● **WHAT THE TASK ASKS**:
Echo everything in the entries below from the line containing "trace the outline of green plant" down to the line containing "[[[0,43],[529,45],[529,1],[0,0]]]", with both of those lines included.

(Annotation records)
--- START ---
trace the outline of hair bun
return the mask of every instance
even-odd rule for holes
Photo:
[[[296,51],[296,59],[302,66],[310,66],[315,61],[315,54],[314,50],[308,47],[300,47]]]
--- END ---
--- START ---
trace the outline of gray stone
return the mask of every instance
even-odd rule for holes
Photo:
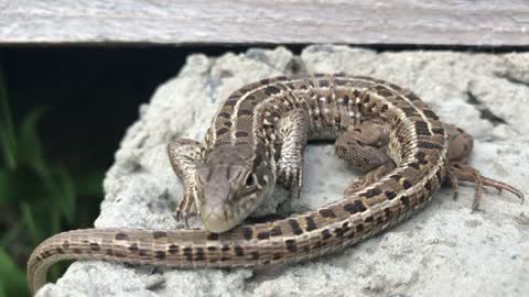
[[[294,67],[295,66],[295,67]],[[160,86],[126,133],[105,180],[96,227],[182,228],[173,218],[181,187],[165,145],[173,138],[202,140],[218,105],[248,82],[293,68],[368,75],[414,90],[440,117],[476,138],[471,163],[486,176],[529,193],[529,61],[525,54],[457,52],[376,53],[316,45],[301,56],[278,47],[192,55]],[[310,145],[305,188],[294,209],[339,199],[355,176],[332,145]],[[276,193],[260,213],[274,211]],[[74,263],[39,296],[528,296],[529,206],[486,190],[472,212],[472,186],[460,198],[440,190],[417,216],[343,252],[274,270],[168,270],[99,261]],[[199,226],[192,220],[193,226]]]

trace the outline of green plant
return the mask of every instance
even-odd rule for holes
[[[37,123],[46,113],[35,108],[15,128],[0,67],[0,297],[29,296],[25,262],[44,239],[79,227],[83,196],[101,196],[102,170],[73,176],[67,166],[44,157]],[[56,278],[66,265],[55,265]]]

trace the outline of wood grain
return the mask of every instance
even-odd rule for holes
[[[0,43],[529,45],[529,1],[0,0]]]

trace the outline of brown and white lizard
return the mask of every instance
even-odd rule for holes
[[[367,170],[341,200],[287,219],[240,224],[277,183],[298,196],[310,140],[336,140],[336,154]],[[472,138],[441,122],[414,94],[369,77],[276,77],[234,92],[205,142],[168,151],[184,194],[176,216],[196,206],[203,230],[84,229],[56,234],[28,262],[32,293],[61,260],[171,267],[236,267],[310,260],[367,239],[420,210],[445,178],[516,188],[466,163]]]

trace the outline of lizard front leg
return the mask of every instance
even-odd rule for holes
--- END ---
--- START ---
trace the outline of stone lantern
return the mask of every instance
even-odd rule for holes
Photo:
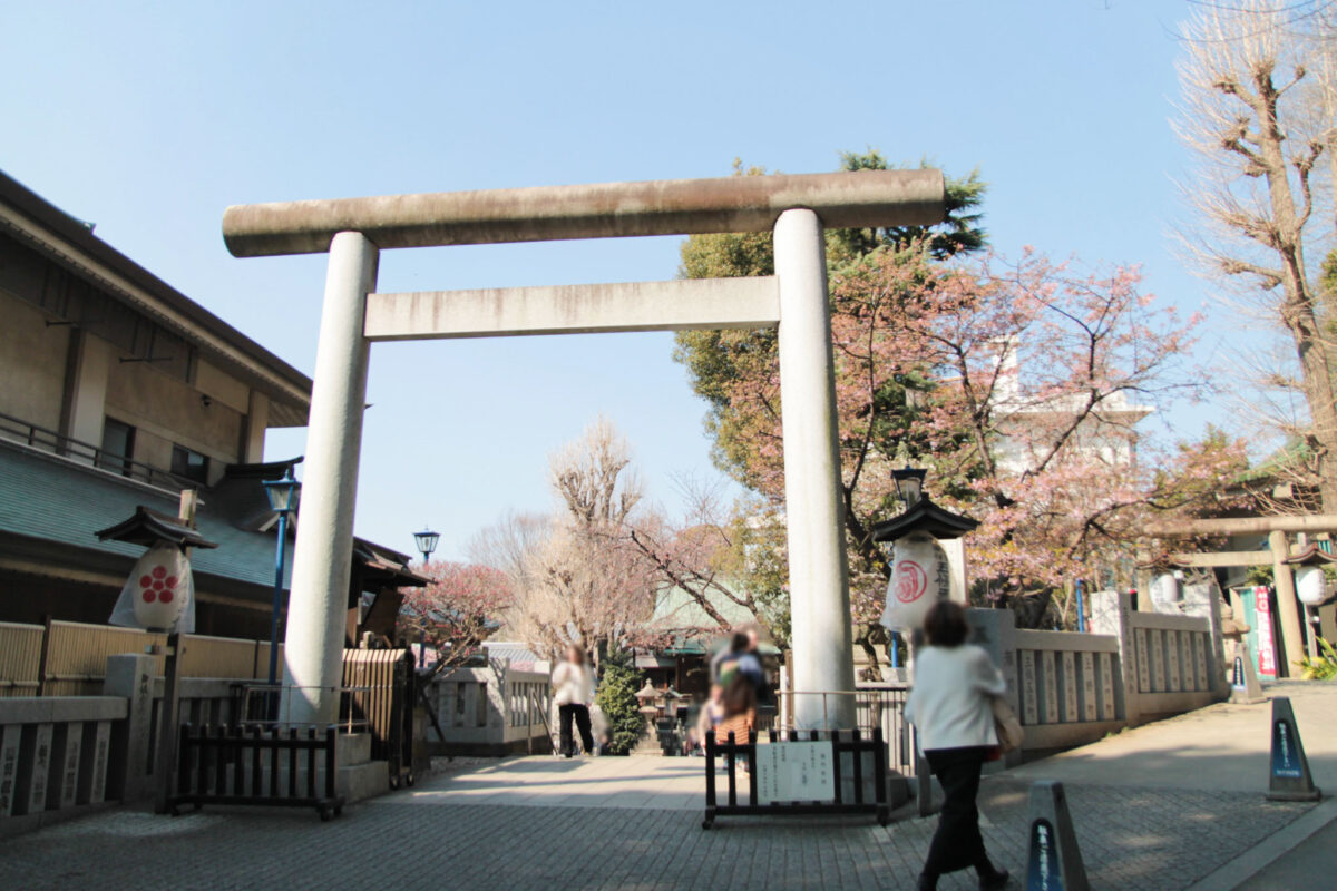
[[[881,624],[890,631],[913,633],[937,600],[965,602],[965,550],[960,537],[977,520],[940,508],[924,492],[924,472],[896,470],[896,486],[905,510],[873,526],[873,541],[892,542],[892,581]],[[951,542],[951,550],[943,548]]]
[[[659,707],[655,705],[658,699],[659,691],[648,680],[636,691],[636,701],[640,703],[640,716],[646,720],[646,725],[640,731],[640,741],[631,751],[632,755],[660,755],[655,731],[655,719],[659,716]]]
--- END ---
● **ANSWER TO THE EXERCISE**:
trace the outline of green plant
return the mask of every instance
even-odd rule for holes
[[[37,123],[46,113],[35,108],[15,128],[0,67],[0,297],[29,296],[25,262],[44,239],[79,227],[83,196],[101,196],[102,170],[73,176],[67,166],[44,157]],[[56,278],[66,265],[55,265]]]

trace the outline of wood grain
return the mask of every instance
even-odd rule for holes
[[[0,43],[529,45],[529,1],[0,0]]]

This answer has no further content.